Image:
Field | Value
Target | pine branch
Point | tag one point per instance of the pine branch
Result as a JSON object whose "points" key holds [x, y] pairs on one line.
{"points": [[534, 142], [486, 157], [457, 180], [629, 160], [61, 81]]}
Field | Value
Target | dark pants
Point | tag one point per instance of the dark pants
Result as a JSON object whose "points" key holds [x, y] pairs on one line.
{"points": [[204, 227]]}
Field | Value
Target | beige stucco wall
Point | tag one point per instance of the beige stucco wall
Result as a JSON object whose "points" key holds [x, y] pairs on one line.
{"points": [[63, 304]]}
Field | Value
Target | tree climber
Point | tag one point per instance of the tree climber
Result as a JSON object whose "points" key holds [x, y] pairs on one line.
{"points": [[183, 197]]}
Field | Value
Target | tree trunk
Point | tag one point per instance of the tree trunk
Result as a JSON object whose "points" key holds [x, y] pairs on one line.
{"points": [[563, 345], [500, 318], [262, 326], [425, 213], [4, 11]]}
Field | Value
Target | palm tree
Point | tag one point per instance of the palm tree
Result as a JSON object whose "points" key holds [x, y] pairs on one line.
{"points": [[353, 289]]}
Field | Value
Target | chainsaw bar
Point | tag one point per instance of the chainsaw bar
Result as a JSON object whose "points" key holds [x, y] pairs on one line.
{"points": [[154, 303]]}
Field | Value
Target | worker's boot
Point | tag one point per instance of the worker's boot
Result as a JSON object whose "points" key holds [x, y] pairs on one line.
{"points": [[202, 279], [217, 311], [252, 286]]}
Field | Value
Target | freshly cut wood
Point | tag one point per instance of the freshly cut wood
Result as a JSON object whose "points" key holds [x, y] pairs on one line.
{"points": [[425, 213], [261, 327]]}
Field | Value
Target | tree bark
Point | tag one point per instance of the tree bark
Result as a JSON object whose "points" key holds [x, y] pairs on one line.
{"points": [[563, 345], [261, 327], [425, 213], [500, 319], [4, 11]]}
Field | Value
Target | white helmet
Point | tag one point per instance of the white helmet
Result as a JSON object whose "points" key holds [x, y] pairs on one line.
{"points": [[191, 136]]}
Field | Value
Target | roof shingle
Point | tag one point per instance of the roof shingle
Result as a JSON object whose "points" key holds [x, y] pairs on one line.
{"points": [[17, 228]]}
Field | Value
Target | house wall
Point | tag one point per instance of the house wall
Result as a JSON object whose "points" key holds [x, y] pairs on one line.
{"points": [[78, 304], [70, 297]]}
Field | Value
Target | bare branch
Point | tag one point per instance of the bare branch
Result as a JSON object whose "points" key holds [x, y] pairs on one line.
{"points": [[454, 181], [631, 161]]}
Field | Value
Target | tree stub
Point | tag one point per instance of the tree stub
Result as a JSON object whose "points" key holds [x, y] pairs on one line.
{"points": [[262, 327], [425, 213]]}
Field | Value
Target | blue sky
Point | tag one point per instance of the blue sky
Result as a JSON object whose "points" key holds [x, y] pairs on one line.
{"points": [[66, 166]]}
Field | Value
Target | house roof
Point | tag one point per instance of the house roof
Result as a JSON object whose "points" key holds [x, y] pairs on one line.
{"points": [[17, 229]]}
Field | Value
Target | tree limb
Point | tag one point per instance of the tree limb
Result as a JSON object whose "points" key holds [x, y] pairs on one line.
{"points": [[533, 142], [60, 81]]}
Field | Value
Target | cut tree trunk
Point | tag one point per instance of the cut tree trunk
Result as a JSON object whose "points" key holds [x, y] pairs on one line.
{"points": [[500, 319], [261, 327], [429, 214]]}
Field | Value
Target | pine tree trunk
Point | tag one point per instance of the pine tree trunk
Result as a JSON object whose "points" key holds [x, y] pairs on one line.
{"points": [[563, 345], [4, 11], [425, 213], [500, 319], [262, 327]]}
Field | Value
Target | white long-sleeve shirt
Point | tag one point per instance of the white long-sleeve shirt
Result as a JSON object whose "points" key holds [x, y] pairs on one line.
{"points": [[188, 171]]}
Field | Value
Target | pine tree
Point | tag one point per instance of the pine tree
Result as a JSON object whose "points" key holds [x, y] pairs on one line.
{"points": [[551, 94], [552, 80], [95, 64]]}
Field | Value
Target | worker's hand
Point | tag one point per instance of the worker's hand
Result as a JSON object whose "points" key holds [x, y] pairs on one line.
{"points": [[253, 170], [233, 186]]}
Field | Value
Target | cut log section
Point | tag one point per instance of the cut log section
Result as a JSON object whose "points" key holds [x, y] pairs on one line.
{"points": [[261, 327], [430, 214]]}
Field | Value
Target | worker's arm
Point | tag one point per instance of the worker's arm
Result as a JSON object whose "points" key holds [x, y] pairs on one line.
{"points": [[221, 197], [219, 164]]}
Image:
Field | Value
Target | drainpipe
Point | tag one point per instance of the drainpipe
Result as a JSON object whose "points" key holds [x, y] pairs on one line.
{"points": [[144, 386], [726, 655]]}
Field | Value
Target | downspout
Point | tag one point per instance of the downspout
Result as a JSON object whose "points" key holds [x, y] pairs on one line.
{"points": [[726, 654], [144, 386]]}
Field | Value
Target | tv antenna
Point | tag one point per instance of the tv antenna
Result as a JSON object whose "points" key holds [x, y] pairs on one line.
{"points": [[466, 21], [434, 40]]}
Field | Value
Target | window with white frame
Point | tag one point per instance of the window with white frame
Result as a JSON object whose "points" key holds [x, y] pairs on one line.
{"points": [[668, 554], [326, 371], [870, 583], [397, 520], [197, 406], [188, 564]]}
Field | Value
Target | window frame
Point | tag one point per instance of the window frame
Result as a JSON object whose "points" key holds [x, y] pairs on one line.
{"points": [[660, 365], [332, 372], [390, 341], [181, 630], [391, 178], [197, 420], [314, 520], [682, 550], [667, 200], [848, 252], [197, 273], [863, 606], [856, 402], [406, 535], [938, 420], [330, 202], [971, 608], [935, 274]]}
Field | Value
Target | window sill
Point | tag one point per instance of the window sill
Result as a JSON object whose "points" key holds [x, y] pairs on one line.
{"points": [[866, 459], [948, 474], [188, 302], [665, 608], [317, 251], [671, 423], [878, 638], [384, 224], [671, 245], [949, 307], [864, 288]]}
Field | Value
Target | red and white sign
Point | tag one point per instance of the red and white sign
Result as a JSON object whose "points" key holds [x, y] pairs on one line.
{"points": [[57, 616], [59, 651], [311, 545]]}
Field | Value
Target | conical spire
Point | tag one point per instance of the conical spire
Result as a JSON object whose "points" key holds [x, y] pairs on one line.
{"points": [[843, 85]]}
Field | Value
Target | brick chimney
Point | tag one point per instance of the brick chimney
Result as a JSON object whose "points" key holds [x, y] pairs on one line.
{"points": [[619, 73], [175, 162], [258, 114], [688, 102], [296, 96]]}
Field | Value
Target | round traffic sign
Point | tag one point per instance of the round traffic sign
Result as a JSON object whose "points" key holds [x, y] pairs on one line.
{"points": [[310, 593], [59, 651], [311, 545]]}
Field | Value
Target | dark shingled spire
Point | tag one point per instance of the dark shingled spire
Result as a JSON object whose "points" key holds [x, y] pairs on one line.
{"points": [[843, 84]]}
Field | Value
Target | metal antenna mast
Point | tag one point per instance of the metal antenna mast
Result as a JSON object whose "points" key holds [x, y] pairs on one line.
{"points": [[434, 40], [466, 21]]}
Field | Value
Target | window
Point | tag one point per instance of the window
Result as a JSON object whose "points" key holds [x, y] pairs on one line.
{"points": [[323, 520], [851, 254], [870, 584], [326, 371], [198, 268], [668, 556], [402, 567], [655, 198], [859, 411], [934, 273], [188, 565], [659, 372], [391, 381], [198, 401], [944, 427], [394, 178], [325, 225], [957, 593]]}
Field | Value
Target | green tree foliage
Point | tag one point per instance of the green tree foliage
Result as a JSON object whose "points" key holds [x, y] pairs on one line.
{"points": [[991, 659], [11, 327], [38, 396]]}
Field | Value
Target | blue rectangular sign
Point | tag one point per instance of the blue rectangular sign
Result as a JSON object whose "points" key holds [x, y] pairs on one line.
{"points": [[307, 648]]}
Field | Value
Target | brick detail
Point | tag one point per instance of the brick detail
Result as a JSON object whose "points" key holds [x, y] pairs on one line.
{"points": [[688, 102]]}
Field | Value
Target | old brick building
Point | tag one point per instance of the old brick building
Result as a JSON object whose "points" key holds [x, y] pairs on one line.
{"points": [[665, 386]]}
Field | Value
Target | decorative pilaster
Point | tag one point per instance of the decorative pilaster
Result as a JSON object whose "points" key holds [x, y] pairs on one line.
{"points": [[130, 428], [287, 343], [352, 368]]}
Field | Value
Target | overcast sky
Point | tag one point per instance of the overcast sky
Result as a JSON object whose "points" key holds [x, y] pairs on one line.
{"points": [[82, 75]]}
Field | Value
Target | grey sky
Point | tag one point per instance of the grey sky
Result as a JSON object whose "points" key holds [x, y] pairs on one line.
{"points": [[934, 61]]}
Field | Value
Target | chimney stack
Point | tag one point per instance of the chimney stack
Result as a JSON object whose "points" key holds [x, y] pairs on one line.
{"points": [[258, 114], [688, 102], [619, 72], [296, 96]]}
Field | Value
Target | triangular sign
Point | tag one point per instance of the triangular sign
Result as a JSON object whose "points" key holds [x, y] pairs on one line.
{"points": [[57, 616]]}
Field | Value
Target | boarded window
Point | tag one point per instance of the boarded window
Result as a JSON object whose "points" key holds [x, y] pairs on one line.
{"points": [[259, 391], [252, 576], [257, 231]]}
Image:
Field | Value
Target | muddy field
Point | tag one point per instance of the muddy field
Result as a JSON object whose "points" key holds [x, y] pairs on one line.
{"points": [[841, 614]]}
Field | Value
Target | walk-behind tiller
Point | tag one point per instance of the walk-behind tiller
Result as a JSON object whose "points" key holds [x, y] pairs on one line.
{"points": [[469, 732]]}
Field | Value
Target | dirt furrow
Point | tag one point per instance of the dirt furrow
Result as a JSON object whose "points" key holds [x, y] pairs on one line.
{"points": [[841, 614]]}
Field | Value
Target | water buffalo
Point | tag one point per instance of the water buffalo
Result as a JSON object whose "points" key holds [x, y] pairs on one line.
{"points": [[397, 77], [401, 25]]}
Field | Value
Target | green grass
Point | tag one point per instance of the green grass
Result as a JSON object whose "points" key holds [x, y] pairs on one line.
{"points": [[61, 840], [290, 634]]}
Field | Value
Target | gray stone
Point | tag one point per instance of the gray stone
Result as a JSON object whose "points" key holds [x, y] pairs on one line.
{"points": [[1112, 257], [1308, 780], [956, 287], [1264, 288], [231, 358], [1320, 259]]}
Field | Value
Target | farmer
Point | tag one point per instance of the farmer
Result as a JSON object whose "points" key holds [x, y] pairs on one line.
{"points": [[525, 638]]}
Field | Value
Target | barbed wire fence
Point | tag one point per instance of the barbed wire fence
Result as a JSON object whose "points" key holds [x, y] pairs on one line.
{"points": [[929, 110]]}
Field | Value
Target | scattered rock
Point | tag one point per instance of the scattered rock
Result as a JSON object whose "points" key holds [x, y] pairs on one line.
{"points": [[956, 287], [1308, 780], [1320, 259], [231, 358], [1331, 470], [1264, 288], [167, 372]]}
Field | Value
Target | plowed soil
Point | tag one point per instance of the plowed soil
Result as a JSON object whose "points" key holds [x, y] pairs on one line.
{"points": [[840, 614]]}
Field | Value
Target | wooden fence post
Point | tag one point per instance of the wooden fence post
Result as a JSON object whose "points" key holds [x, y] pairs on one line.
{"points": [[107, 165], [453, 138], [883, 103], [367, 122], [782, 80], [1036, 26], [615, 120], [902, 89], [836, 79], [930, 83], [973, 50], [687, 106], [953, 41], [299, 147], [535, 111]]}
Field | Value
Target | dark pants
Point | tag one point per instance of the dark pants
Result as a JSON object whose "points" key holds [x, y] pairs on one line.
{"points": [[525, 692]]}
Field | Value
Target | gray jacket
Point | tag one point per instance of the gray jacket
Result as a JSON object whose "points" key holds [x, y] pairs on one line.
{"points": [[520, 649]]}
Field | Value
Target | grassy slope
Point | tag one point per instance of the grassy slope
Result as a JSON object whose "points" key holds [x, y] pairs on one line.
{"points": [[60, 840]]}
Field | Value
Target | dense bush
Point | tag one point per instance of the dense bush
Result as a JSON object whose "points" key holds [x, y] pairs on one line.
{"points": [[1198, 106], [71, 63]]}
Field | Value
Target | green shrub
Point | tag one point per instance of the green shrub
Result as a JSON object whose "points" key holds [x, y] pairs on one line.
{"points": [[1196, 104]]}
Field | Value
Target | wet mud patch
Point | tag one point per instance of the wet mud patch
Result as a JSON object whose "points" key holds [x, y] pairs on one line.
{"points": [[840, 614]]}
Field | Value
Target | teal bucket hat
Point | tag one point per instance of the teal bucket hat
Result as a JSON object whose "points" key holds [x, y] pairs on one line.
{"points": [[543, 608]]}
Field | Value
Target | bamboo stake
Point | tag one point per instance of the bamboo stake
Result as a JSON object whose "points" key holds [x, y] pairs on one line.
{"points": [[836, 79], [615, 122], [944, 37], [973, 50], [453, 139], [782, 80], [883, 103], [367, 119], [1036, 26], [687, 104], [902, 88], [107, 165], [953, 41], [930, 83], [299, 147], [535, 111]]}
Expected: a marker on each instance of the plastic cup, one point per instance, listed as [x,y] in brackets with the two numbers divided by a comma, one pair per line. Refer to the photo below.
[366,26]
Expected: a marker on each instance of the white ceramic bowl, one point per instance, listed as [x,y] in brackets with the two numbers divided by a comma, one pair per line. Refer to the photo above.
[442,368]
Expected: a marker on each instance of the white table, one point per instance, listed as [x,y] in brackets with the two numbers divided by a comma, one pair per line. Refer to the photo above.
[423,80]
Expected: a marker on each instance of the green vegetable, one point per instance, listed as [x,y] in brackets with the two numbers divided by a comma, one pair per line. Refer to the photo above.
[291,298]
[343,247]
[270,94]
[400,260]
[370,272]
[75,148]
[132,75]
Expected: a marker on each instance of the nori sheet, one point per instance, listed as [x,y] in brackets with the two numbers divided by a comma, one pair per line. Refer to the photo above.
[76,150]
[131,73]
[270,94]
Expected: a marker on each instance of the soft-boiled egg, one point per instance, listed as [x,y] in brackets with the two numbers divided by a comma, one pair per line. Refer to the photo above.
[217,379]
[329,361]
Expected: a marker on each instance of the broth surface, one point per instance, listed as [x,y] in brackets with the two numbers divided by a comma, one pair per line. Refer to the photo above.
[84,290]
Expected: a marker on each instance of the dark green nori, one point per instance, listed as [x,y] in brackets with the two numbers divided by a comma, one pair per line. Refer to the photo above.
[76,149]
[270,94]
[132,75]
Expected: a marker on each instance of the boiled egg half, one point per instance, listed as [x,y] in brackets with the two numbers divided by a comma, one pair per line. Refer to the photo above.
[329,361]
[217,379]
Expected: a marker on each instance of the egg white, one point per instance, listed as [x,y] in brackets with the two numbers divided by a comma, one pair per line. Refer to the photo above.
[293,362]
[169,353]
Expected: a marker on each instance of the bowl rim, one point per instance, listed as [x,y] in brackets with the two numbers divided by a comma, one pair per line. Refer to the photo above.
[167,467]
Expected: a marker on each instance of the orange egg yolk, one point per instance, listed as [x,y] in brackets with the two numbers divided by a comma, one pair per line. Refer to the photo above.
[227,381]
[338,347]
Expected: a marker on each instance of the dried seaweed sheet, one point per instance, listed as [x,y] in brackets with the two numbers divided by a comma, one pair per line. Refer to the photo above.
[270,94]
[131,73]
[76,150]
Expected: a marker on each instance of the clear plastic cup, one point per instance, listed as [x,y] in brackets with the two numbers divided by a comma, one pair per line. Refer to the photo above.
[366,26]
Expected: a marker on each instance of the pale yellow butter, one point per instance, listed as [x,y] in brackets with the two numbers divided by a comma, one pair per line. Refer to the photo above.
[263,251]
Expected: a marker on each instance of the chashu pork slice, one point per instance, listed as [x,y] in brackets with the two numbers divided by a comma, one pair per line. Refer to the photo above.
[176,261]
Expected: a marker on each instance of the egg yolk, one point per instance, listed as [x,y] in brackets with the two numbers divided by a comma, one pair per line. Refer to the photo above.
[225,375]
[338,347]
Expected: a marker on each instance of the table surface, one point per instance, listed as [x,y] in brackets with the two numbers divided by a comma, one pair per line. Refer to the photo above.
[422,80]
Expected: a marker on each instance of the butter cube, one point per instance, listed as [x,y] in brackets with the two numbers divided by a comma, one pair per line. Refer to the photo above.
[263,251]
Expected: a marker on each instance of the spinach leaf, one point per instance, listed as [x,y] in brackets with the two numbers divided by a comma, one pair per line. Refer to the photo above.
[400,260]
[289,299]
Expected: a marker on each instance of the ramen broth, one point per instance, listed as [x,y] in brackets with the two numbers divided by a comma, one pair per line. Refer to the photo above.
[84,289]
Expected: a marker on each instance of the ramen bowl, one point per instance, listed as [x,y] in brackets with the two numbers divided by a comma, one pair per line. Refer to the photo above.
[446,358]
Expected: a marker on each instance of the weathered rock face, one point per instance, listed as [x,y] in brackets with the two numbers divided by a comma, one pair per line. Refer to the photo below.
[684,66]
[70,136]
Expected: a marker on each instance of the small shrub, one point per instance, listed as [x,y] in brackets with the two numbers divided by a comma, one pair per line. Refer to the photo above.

- _Request_: Render the lines from the one containing "Expected: a marker on each instance of the chashu" through the end of the entries, both included, as a Markdown table with the columns "Number" and "Content". Leave out blank lines.

- _Result of the exercise_:
| Number | Content |
|---|---|
| 1 | Expected: a marker on each instance of the chashu pork slice, one point per instance, listed as [x,y] in brackets with the two numbers divided by a comma, one pair per line. Refer to the photo above. |
| 2 | [176,261] |
| 3 | Expected: a marker on each instance of the egg yolk, one point per instance, listed as [x,y] in brackets with the two numbers divided by a comma, one pair per line. Refer to the photo above. |
| 4 | [225,375] |
| 5 | [338,347] |
| 6 | Expected: a marker on each instance of the table surface, one point per instance, listed as [x,y] in brackets with the two numbers divided by a comma, one pair per line. Refer to the photo above. |
| 7 | [422,80] |
| 8 | Expected: a marker on each instance of the butter cube, one point per instance, listed as [x,y] in brackets with the two numbers divided by a comma, one pair per line. Refer to the photo above. |
| 9 | [263,251] |
| 10 | Expected: a marker on each instance of the spinach leaf, one point per instance, listed as [x,y] in brackets with the two numbers divided by a comma, one pair per line. Refer to the photo above. |
| 11 | [400,260] |
| 12 | [289,299] |
| 13 | Expected: a marker on each instance of the ramen broth, one point per instance, listed as [x,y] in brackets with the two numbers divided by a comma, one pair per line. Refer to the photo above. |
| 14 | [84,289] |
| 15 | Expected: a marker on each instance of the ramen bowl, one point per instance, listed as [x,y] in brackets with the two numbers divided by a comma, one pair per line. Refer to the photo above. |
| 16 | [446,358] |
| 17 | Expected: a marker on each instance of the weathered rock face, one point per instance, listed as [x,y] in brackets with the two numbers divided by a comma, one pair per line. Refer to the photo below. |
| 18 | [684,66] |
| 19 | [70,136] |
| 20 | Expected: a marker on each instance of the small shrub, one point per instance, listed as [x,y] in brackets with the two numbers divided by a comma, one pair per line. Refer to the photo above. |